══ Provided records ══
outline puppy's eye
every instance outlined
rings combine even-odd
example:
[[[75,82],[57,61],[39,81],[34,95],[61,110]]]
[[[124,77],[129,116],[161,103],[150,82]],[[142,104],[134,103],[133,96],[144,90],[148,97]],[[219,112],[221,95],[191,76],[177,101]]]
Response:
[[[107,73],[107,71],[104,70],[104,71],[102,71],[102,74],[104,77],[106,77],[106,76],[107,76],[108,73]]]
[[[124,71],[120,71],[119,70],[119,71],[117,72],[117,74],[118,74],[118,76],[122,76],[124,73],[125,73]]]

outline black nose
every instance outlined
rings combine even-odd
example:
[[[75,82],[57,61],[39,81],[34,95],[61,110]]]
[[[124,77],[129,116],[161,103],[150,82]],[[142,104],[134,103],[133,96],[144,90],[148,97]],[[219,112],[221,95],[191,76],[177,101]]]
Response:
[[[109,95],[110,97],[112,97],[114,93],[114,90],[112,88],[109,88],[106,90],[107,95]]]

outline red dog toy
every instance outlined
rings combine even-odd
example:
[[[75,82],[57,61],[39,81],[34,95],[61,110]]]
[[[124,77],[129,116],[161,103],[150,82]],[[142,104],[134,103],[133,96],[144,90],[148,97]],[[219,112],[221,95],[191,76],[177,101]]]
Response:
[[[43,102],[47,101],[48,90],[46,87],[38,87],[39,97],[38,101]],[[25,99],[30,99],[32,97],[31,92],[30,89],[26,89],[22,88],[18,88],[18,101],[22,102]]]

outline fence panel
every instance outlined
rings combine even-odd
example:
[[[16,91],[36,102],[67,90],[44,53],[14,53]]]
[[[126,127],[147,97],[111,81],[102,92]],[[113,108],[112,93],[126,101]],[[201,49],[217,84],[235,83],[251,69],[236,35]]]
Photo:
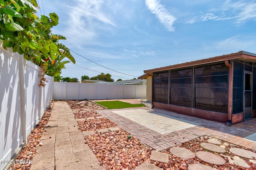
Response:
[[[0,156],[8,160],[22,142],[19,57],[0,47]],[[3,169],[5,164],[0,164]]]
[[[146,86],[54,82],[55,100],[146,98]]]
[[[39,88],[40,68],[0,45],[0,156],[9,160],[38,123],[52,95],[54,78]],[[0,170],[6,164],[0,164]]]

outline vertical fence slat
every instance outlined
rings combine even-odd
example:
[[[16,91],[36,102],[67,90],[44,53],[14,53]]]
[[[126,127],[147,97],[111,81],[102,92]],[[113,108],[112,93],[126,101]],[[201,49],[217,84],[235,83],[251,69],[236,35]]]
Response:
[[[41,108],[50,104],[45,101],[42,101],[44,105],[41,104],[44,93],[40,92],[38,86],[40,68],[23,55],[2,47],[0,44],[0,156],[1,160],[8,160],[22,142],[26,143],[28,136],[42,116]],[[54,78],[49,78],[46,86],[51,85],[45,90],[50,102]],[[0,169],[6,165],[0,164]]]

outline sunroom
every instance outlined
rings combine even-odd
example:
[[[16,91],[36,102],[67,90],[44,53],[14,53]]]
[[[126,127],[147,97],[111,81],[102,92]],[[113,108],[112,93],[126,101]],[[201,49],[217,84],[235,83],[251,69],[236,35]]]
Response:
[[[229,55],[144,71],[154,107],[231,125],[256,117],[256,54]]]

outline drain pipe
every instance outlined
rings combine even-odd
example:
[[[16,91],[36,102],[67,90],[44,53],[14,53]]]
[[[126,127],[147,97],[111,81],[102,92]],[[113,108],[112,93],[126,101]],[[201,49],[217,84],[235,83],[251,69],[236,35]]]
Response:
[[[149,73],[147,73],[147,74],[152,77],[151,78],[151,109],[153,109],[154,106],[153,105],[153,76],[150,75]]]
[[[225,65],[228,67],[228,121],[227,126],[231,126],[232,119],[232,103],[233,100],[233,67],[228,63],[228,60],[225,61]]]

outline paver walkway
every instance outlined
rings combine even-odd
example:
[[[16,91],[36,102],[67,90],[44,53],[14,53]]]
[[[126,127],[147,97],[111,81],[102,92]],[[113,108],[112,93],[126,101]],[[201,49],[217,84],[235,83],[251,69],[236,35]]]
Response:
[[[158,150],[204,135],[256,150],[255,118],[228,127],[226,123],[148,107],[99,110],[97,112]],[[38,148],[30,170],[104,169],[88,145],[84,144],[83,135],[95,132],[82,133],[78,129],[77,120],[66,102],[54,102],[51,116],[41,138],[42,146]],[[101,130],[118,129],[118,127],[113,127]],[[206,156],[203,155],[202,157]],[[150,159],[163,162],[168,161],[168,154],[154,151]],[[193,166],[190,166],[189,169],[200,169]],[[206,169],[201,168],[200,169]],[[162,169],[145,162],[136,169]]]
[[[256,118],[229,127],[224,123],[146,107],[97,112],[157,150],[204,135],[256,150]]]
[[[66,102],[55,102],[30,170],[103,170]]]

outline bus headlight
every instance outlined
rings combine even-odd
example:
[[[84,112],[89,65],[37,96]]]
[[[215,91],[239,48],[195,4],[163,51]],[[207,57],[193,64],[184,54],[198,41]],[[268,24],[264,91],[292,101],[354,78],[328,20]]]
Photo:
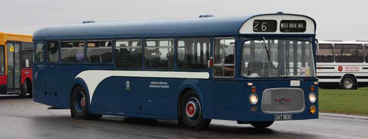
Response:
[[[309,112],[310,112],[312,114],[314,114],[316,113],[316,111],[317,109],[316,109],[316,106],[314,106],[314,105],[312,105],[311,106],[311,107],[309,108]]]
[[[317,95],[315,93],[312,92],[309,94],[309,102],[314,103],[317,100]]]
[[[249,96],[249,102],[252,104],[256,104],[258,102],[258,96],[256,94],[252,94]]]

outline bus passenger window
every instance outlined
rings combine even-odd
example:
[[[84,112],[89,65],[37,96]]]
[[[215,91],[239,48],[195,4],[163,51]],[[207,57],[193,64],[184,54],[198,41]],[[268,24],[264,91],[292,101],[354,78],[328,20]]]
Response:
═══
Description of the task:
Return every line of the items above verbatim, leaving out the pictures.

Reply to the task:
outline puppy's eye
every instance outlined
rings combine even-odd
example:
[[[75,82],[57,61],[39,81],[34,95],[61,110]]]
[[[124,77],[129,116],[161,103],[150,82]],[[142,104],[134,103],[133,96],[144,90],[148,97]],[[219,112],[221,95],[191,76],[177,101]]]
Response:
[[[107,73],[107,71],[104,70],[104,71],[102,71],[102,74],[104,77],[106,77],[106,76],[107,76],[108,73]]]
[[[124,71],[120,71],[119,70],[119,71],[117,72],[117,74],[118,74],[118,76],[122,76],[124,73],[125,73]]]

outline black nose
every instance outlined
rings combine even-odd
example:
[[[75,82],[57,61],[39,81],[34,95],[61,110]]]
[[[124,77],[129,116],[161,103],[150,82]],[[142,104],[134,103],[133,96],[144,90],[148,97]],[[219,112],[221,95],[191,76],[177,101]]]
Response:
[[[109,95],[110,97],[112,97],[114,93],[114,90],[112,88],[109,88],[106,90],[107,95]]]

outline red dog toy
every instance outlined
rings combine even-odd
example:
[[[75,82],[57,61],[39,81],[34,95],[61,110]]]
[[[124,77],[129,116],[161,103],[150,82]],[[142,104],[134,103],[133,96],[144,90],[148,97]],[[219,112],[221,95],[191,76],[177,101]]]
Response:
[[[43,102],[47,101],[48,90],[46,87],[38,87],[39,97],[38,101]],[[25,99],[30,99],[32,97],[31,92],[30,89],[26,89],[22,88],[18,88],[18,101],[22,102]]]

outline fence panel
every instance outlined
rings combine even-odd
example:
[[[16,91],[36,102],[67,90],[44,53],[14,53]]]
[[[126,127],[147,97],[111,81],[102,92]],[[113,108],[112,93],[126,101]],[[201,49],[217,84],[235,83],[251,69],[236,35]]]
Photo:
Response:
[[[0,156],[8,160],[22,142],[19,57],[0,47]],[[3,169],[5,164],[0,164]]]
[[[146,86],[54,82],[55,100],[146,98]]]
[[[39,88],[40,68],[0,45],[0,156],[9,160],[38,123],[52,95],[54,78]],[[0,170],[6,164],[0,164]]]

outline vertical fence slat
every instance outlined
rings combine even-odd
example:
[[[16,91],[36,102],[67,90],[44,53],[14,53]]]
[[[126,127],[147,97],[111,81],[102,92]],[[113,108],[112,93],[126,101]],[[201,49],[217,84],[235,83],[251,69],[236,35]]]
Response:
[[[41,108],[50,104],[45,101],[42,101],[44,105],[41,104],[44,93],[40,92],[38,86],[40,68],[23,55],[2,47],[0,44],[0,156],[1,160],[8,160],[22,142],[26,143],[28,136],[42,116]],[[54,78],[49,78],[46,86],[51,85],[45,90],[50,102]],[[0,169],[6,165],[0,164]]]

outline sunroom
every instance outlined
rings combine even-odd
example:
[[[16,91],[36,102],[67,90],[44,53],[14,53]]]
[[[126,127],[147,97],[111,81],[102,92]],[[113,108],[112,93],[126,101]],[[201,49],[217,84],[235,83],[251,69],[236,35]]]
Response:
[[[229,55],[144,71],[154,107],[231,125],[256,117],[256,54]]]

outline drain pipe
every instance outlined
rings combine even-odd
example:
[[[16,91],[36,102],[67,90],[44,53],[14,53]]]
[[[126,127],[147,97],[111,81],[102,92]],[[113,108],[112,93],[126,101]],[[201,49],[217,84],[235,83],[251,69],[236,35]]]
Response:
[[[149,73],[147,73],[147,74],[152,77],[151,78],[151,109],[153,109],[154,106],[153,105],[153,76],[150,75]]]
[[[225,65],[228,67],[228,121],[227,126],[231,126],[232,119],[232,103],[233,100],[233,67],[228,63],[228,60],[225,61]]]

outline paver walkway
every instance outlined
rings combine even-odd
example:
[[[16,91],[36,102],[67,90],[44,53],[14,53]]]
[[[126,127],[147,97],[111,81],[102,92]],[[113,108],[112,93],[126,101]],[[201,49],[217,84],[235,83],[251,69],[236,35]]]
Response:
[[[158,150],[204,135],[256,150],[255,118],[228,127],[226,123],[148,107],[99,110],[97,112]],[[38,148],[30,170],[104,169],[88,145],[84,144],[83,135],[95,132],[82,133],[78,129],[77,120],[66,102],[54,102],[51,116],[41,138],[42,146]],[[101,130],[118,129],[118,127],[113,127]],[[206,156],[203,155],[202,157]],[[150,159],[163,162],[168,161],[168,154],[154,151]],[[193,166],[190,166],[189,169],[200,169]],[[206,169],[201,168],[200,169]],[[162,169],[145,162],[136,169]]]
[[[256,118],[229,127],[224,123],[146,107],[97,112],[157,150],[204,135],[256,150]]]
[[[66,102],[55,102],[30,170],[103,170]]]

outline bus headlight
every instance outlined
rings combine even-odd
example:
[[[84,112],[89,65],[37,96]]]
[[[215,91],[239,48],[195,4],[163,51]],[[207,57],[193,64],[184,54],[198,41]],[[268,24],[264,91],[292,101],[354,78],[328,20]]]
Photo:
Response:
[[[309,112],[310,112],[312,114],[314,114],[316,113],[316,111],[317,109],[316,109],[316,106],[314,106],[314,105],[312,105],[311,106],[311,107],[309,108]]]
[[[317,95],[315,93],[312,92],[309,94],[309,102],[314,103],[317,100]]]
[[[249,96],[249,102],[252,104],[256,104],[258,102],[258,96],[256,94],[252,94]]]

outline bus passenger window
every instance outlined
rings combine even-odd
example:
[[[84,112],[89,65],[37,96]]]
[[[215,91],[239,48],[195,4],[163,51]],[[207,57],[193,64],[184,54],[198,41]],[[268,24],[264,91],[292,101],[354,78],[328,20]]]
Response:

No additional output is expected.